- **What the task requires**
Reproduce every line of the material below verbatim, changing nothing.

═══ Data to examine

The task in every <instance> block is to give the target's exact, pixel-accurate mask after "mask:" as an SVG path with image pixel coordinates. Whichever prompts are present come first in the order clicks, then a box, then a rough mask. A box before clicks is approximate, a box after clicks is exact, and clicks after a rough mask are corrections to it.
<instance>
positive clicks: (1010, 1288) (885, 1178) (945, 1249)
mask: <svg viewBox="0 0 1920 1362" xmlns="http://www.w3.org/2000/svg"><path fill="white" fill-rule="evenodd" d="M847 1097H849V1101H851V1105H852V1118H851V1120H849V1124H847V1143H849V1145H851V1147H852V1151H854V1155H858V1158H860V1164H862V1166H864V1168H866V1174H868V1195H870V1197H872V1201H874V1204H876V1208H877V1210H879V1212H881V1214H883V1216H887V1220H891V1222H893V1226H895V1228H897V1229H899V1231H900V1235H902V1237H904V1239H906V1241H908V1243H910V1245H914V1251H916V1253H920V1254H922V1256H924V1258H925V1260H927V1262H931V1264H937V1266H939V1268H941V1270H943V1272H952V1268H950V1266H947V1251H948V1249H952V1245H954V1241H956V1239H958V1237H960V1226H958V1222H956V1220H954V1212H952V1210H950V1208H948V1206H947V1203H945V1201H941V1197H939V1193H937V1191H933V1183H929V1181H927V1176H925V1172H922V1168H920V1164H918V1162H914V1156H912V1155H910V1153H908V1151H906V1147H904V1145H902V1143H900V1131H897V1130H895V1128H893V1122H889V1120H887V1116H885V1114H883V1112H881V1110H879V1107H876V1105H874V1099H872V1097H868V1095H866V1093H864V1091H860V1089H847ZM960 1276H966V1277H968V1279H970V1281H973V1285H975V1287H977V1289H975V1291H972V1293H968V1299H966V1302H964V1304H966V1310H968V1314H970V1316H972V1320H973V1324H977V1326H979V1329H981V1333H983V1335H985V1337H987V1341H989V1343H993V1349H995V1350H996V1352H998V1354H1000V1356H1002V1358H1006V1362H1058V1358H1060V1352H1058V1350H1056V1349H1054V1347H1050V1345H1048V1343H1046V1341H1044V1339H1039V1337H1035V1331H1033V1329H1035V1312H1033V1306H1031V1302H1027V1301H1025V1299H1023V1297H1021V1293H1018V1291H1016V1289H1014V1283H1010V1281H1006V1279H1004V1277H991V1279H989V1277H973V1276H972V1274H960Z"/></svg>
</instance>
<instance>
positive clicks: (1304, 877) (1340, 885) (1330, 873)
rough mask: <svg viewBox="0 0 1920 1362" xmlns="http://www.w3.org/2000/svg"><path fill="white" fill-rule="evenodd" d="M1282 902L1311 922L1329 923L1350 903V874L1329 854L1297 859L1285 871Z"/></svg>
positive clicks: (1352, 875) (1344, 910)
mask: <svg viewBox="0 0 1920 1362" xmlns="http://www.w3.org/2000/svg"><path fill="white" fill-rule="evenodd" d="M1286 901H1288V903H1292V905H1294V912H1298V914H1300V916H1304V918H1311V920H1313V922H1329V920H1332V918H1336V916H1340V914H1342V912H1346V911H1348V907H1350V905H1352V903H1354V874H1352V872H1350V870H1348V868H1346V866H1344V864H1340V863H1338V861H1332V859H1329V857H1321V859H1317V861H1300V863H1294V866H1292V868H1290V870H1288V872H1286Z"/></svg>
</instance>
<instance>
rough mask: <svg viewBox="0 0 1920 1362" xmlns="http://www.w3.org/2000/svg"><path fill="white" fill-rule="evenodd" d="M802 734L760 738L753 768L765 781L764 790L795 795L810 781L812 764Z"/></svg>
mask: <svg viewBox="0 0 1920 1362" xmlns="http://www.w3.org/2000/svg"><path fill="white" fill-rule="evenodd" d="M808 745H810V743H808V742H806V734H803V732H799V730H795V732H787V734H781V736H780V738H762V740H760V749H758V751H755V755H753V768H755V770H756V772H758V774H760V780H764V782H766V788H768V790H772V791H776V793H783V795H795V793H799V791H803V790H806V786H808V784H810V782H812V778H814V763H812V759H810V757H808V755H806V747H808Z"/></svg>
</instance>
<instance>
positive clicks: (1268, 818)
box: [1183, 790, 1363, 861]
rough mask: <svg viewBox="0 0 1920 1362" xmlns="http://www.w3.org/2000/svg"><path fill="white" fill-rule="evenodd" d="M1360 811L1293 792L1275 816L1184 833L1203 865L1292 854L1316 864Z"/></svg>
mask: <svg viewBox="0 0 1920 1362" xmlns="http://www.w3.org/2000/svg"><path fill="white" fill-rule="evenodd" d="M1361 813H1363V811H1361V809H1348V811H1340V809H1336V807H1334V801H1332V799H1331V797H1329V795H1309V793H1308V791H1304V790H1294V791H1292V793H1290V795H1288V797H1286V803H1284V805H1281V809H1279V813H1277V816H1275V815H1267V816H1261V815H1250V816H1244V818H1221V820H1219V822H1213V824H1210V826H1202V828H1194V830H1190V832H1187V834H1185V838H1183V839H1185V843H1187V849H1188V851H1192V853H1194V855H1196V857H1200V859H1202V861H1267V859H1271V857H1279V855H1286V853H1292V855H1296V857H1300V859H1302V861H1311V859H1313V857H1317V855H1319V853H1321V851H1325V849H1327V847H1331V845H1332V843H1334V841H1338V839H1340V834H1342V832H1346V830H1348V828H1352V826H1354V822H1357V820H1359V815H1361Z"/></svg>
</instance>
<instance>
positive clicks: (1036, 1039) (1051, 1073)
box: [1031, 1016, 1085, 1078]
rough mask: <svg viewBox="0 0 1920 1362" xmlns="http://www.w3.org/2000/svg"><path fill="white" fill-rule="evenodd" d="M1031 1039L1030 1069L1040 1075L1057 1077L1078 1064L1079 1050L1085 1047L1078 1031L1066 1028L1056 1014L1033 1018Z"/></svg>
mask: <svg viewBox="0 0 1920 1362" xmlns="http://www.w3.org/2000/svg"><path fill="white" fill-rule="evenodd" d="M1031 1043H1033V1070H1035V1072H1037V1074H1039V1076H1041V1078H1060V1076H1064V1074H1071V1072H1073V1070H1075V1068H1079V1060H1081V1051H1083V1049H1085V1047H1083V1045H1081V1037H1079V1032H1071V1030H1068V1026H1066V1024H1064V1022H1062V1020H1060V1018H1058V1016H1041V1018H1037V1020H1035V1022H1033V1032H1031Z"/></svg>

══════

- **Written response**
The task in every <instance> block is to give the target's exact, pixel-accurate mask after "mask:" as an SVG path with image pixel coordinates. Whichever prompts are present come first in the order clicks, then a box, then a rough mask. A box before clicks is approximate, a box after clicks is exact, and clicks after a rough mask are corrections to it.
<instance>
positive clicks: (1010, 1288) (885, 1178) (945, 1249)
mask: <svg viewBox="0 0 1920 1362" xmlns="http://www.w3.org/2000/svg"><path fill="white" fill-rule="evenodd" d="M847 1097H849V1101H851V1105H852V1118H851V1120H849V1124H847V1143H849V1145H851V1147H852V1151H854V1155H858V1158H860V1164H862V1166H864V1168H866V1174H868V1195H870V1197H872V1201H874V1204H876V1208H877V1210H879V1212H881V1214H883V1216H887V1220H891V1222H893V1226H895V1228H897V1229H899V1231H900V1235H902V1237H904V1239H906V1241H908V1243H910V1245H914V1251H916V1253H920V1254H922V1256H924V1258H925V1260H927V1262H931V1264H937V1266H939V1268H941V1270H943V1272H952V1268H950V1266H947V1251H948V1249H952V1245H954V1241H956V1239H958V1237H960V1226H958V1222H956V1220H954V1212H952V1210H950V1208H948V1206H947V1203H945V1201H941V1197H939V1193H937V1191H933V1183H929V1181H927V1176H925V1172H922V1168H920V1164H918V1162H914V1156H912V1155H910V1153H908V1151H906V1147H904V1145H902V1143H900V1131H897V1130H895V1128H893V1122H889V1120H887V1116H885V1114H883V1112H881V1110H879V1107H876V1105H874V1099H872V1097H868V1095H866V1093H864V1091H860V1089H847ZM960 1276H966V1277H968V1279H970V1281H973V1285H975V1287H977V1289H975V1291H972V1293H968V1299H966V1302H964V1304H966V1310H968V1314H970V1316H972V1320H973V1324H977V1326H979V1329H981V1333H983V1335H985V1337H987V1341H989V1343H993V1349H995V1350H996V1352H998V1354H1000V1356H1002V1358H1006V1362H1058V1358H1060V1352H1058V1350H1056V1349H1054V1347H1050V1345H1048V1343H1046V1341H1044V1339H1039V1337H1035V1331H1033V1329H1035V1312H1033V1306H1031V1302H1027V1301H1025V1299H1023V1297H1021V1293H1018V1291H1016V1289H1014V1283H1010V1281H1006V1279H1004V1277H991V1279H989V1277H973V1276H972V1274H960Z"/></svg>
</instance>
<instance>
positive clicks: (1304, 877) (1340, 885) (1330, 873)
rough mask: <svg viewBox="0 0 1920 1362" xmlns="http://www.w3.org/2000/svg"><path fill="white" fill-rule="evenodd" d="M1282 902L1311 922L1329 923L1350 903V874L1329 854L1297 859L1285 871Z"/></svg>
positive clicks: (1352, 875) (1344, 910)
mask: <svg viewBox="0 0 1920 1362" xmlns="http://www.w3.org/2000/svg"><path fill="white" fill-rule="evenodd" d="M1286 901H1288V903H1292V905H1294V912H1298V914H1300V916H1304V918H1311V920H1313V922H1329V920H1332V918H1336V916H1340V914H1342V912H1346V911H1348V907H1350V905H1352V903H1354V874H1352V872H1350V870H1348V868H1346V866H1344V864H1340V863H1338V861H1332V859H1329V857H1321V859H1317V861H1300V863H1294V866H1292V868H1290V870H1288V872H1286Z"/></svg>
</instance>
<instance>
rough mask: <svg viewBox="0 0 1920 1362" xmlns="http://www.w3.org/2000/svg"><path fill="white" fill-rule="evenodd" d="M802 734L760 738L753 768L765 781L764 790L795 795L810 781L812 764Z"/></svg>
mask: <svg viewBox="0 0 1920 1362" xmlns="http://www.w3.org/2000/svg"><path fill="white" fill-rule="evenodd" d="M808 745H810V743H808V742H806V734H803V732H799V730H795V732H787V734H781V736H780V738H762V740H760V749H758V751H755V755H753V768H755V770H756V772H758V774H760V780H764V782H766V788H768V790H772V791H776V793H783V795H795V793H799V791H803V790H806V786H808V784H810V782H812V778H814V763H812V759H810V757H808V755H806V747H808Z"/></svg>
</instance>
<instance>
positive clicks: (1268, 818)
box: [1183, 790, 1363, 861]
rough mask: <svg viewBox="0 0 1920 1362" xmlns="http://www.w3.org/2000/svg"><path fill="white" fill-rule="evenodd" d="M1360 811L1293 792L1275 816L1184 833L1203 865L1292 854L1316 864Z"/></svg>
mask: <svg viewBox="0 0 1920 1362" xmlns="http://www.w3.org/2000/svg"><path fill="white" fill-rule="evenodd" d="M1361 813H1363V811H1361V809H1348V811H1340V809H1336V807H1334V801H1332V799H1331V797H1329V795H1309V793H1308V791H1304V790H1294V791H1292V793H1290V795H1288V797H1286V803H1284V805H1281V809H1279V813H1277V816H1275V815H1267V816H1261V815H1250V816H1244V818H1221V820H1219V822H1213V824H1210V826H1202V828H1194V830H1190V832H1187V834H1185V838H1183V839H1185V843H1187V849H1188V851H1192V853H1194V855H1196V857H1200V859H1202V861H1267V859H1271V857H1279V855H1286V853H1292V855H1296V857H1300V859H1302V861H1311V859H1313V857H1317V855H1319V853H1321V851H1325V849H1327V847H1331V845H1332V843H1334V841H1338V839H1340V834H1342V832H1346V830H1348V828H1352V826H1354V822H1357V820H1359V815H1361Z"/></svg>
</instance>
<instance>
positive clicks: (1036, 1039) (1051, 1073)
box: [1031, 1016, 1085, 1078]
rough mask: <svg viewBox="0 0 1920 1362" xmlns="http://www.w3.org/2000/svg"><path fill="white" fill-rule="evenodd" d="M1031 1039L1030 1069L1040 1075L1057 1077L1078 1064L1079 1050L1085 1047L1078 1031L1066 1028L1056 1014L1033 1018Z"/></svg>
mask: <svg viewBox="0 0 1920 1362" xmlns="http://www.w3.org/2000/svg"><path fill="white" fill-rule="evenodd" d="M1031 1043H1033V1070H1035V1072H1037V1074H1039V1076H1041V1078H1060V1076H1064V1074H1071V1072H1073V1070H1075V1068H1079V1060H1081V1051H1083V1049H1085V1047H1083V1045H1081V1037H1079V1032H1071V1030H1068V1026H1066V1024H1064V1022H1062V1020H1060V1018H1058V1016H1041V1018H1037V1020H1035V1022H1033V1032H1031Z"/></svg>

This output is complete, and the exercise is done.